━━━━━ Text passage ━━━━━
What I want to take issue with, ever so slightly, is the tried and true bit of wisdom that entering academia is a matter of "joining the conversation." We're fond, in rhetcomp, of Kenneth Burke's passage from Philosophy of Literary Form, as a metaphor for disciplinarity:

Imagine that you enter a parlor. You come late. When you arrive, others have long preceded you, and they are engaged in a heated discussion, a discussion too heated for them to pause and tell you exactly what it is about. In fact, the discussion had already begun long before any of them got there, so that no one present is qualified to retrace for you all the steps that had gone before. You listen for a while, until you decide that you have caught the tenor of the argument; then you put in your oar. Someone answers; you answer him; another comes to your defense; another aligns himself against you, to either the embarrassment or gratification of your opponent, depending upon the quality of your ally's assistance. However, the discussion is interminable. The hour grows late, you must depart. And you do depart, with the discussion still vigorously in progress.

There are critiques of the Habermasian character of the Burkean parlor, but that's not my concern. My concern is with the ease with which "putting in one's oar" is translated into the nominalism of "publication." As in, I need a publication, or to get a publication, or I don't have enough publications. I'm being somewhat specific here: I'm objecting to "publication" as a thing you have as opposed to "publishing" as an activity you engage in. And thus my concern is also with how we translate "listen for a while," because I think that's key for publishing (and perhaps less of an emphasis in publication).

For the past couple of years, I've been handing out Paul Matsuda's chapter "Coming to Voice: Publishing as a Graduate Student," from Casanave and Vandrick's Writing for Scholarly Publication (Amazon). In fact, I wrote about it, almost exactly a year ago, in the context of a discussion about the ongoingness of blogging. So it was kind of cool to see Paul repeat some of that essay in a blog entry a couple of weeks back. And it reminded me about why I hand out his chapter in the first place.

I wrote a year ago that "What's important about the essay is that it narrates a process that's not about acquiring disciplinary content so much as it is learning about the conversations, about seeing publication as an ongoing process," but I want to amend that statement slightly. I'm now beginning to wonder if even the metaphor of "conversations" pushes us too quickly towards the "publication" end of things.

As I mentioned early on, over at Rhetwork, the idea of collection has been gathering steam for me for a while. And so I want to contrast collection with conversation as a guiding metaphor for academic/intellectual activity, particularly at its early stages, i.e., in graduate school.

I'll add some citations to this eventually, but this summer, at RSA, I gave a paper where I suggested that collection, as Walter Benjamin describes it in "Unpacking My Library," operates as a hinge between narrative and database, in part based upon our affective investment in it. I may look at my big wall of books and see all the various connections among texts, in terms of their content, chronology, and my own encounters with them. In short, I may perceive it as a big wall of conversations, of disciplinary narratives. Someone else may happen upon it, and simply see a library, a database of rhetoric, critical theory, technology studies, et al.
━━━━━ Material supplied ━━━━━
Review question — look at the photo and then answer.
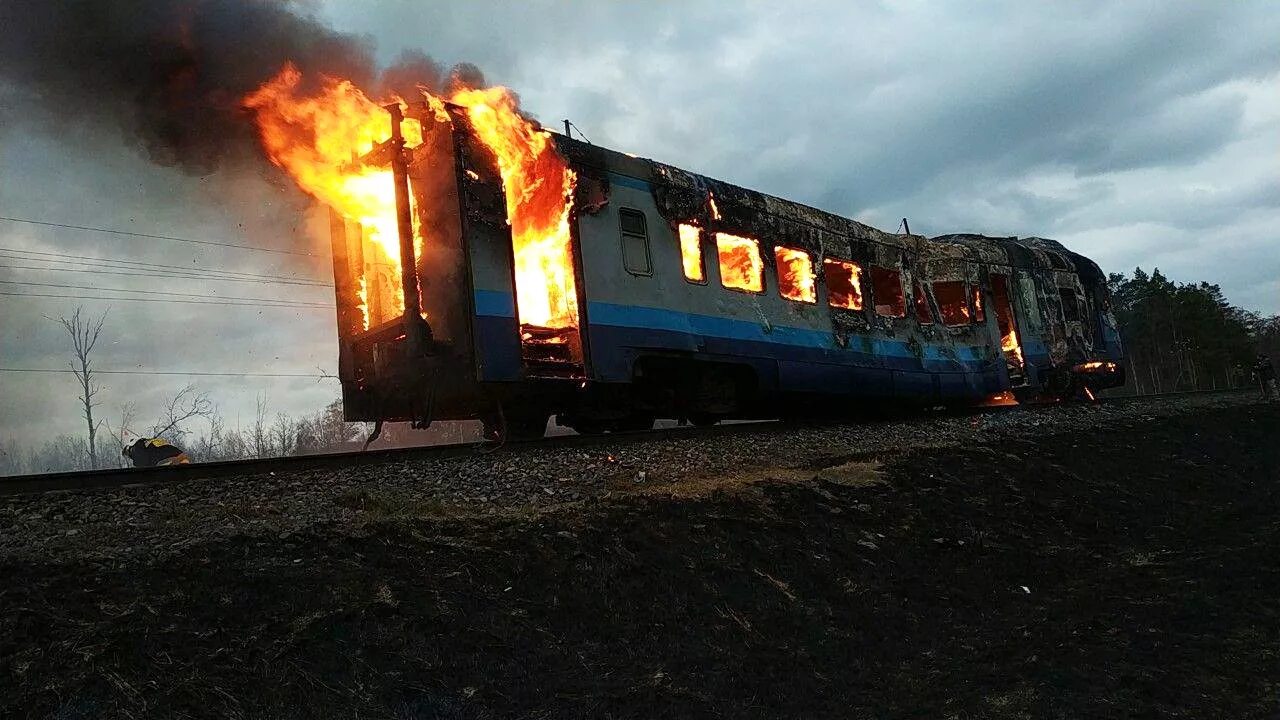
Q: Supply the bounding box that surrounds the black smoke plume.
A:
[0,0,471,174]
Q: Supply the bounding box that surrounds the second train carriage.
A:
[333,106,1123,436]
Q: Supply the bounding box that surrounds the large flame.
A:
[773,245,818,302]
[1000,323,1027,368]
[243,65,577,328]
[716,232,764,292]
[244,64,422,327]
[680,223,705,282]
[451,87,577,328]
[822,258,863,310]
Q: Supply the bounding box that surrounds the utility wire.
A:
[0,291,332,310]
[0,215,315,258]
[0,368,338,379]
[0,265,333,287]
[0,281,333,307]
[0,247,333,287]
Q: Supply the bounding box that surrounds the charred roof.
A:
[556,135,1102,279]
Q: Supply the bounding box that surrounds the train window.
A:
[1014,270,1044,333]
[773,245,818,302]
[911,281,933,325]
[969,286,987,323]
[822,258,863,310]
[677,223,707,283]
[716,232,764,292]
[933,281,969,328]
[872,265,906,318]
[1057,287,1080,323]
[618,208,653,275]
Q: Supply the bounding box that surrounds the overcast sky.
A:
[0,0,1280,453]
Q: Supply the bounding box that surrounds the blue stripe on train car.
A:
[475,290,1001,398]
[588,297,1001,397]
[472,290,521,382]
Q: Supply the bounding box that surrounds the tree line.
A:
[1107,268,1280,395]
[0,386,367,475]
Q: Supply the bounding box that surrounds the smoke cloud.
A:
[0,0,480,174]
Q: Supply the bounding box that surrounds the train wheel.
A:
[614,415,655,433]
[689,413,719,428]
[483,409,550,441]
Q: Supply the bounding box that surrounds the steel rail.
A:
[0,388,1253,497]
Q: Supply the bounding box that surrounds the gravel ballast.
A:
[0,392,1256,564]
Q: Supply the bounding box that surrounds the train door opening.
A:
[991,273,1027,387]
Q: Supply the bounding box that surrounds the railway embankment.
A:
[0,395,1280,717]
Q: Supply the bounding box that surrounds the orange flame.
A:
[716,232,764,292]
[678,223,707,282]
[243,64,579,328]
[1000,324,1027,368]
[773,245,818,302]
[243,64,422,328]
[822,258,863,310]
[451,87,577,328]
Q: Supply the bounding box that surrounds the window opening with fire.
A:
[822,258,863,310]
[618,208,653,275]
[716,232,764,292]
[242,64,581,361]
[991,273,1027,380]
[969,286,987,324]
[872,265,906,318]
[933,281,970,328]
[676,223,707,283]
[773,245,818,304]
[1057,287,1080,323]
[911,281,933,325]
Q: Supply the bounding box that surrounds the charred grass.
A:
[0,407,1280,719]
━━━━━
▸ Problems to solve
A) Answer these about the passage on academic publishing, one line each:
(i) From which work by Kenneth Burke does the parlor passage come?
(ii) Which chapter by Paul Matsuda has the writer been handing out?
(iii) In which essay does Walter Benjamin describe collection?
B) How would you render this sentence from the passage on academic publishing in Spanish: "You listen for a while, until you decide that you have caught the tenor of the argument; then you put in your oar."
Work only from the passage on academic publishing, not from the material.

▸ Solved tasks
A)
(i) Philosophy of Literary Form
(ii) "Coming to Voice: Publishing as a Graduate Student"
(iii) "Unpacking My Library"

B) Escuchas un rato, hasta que decides que has captado el tono de la discusión; entonces metes baza.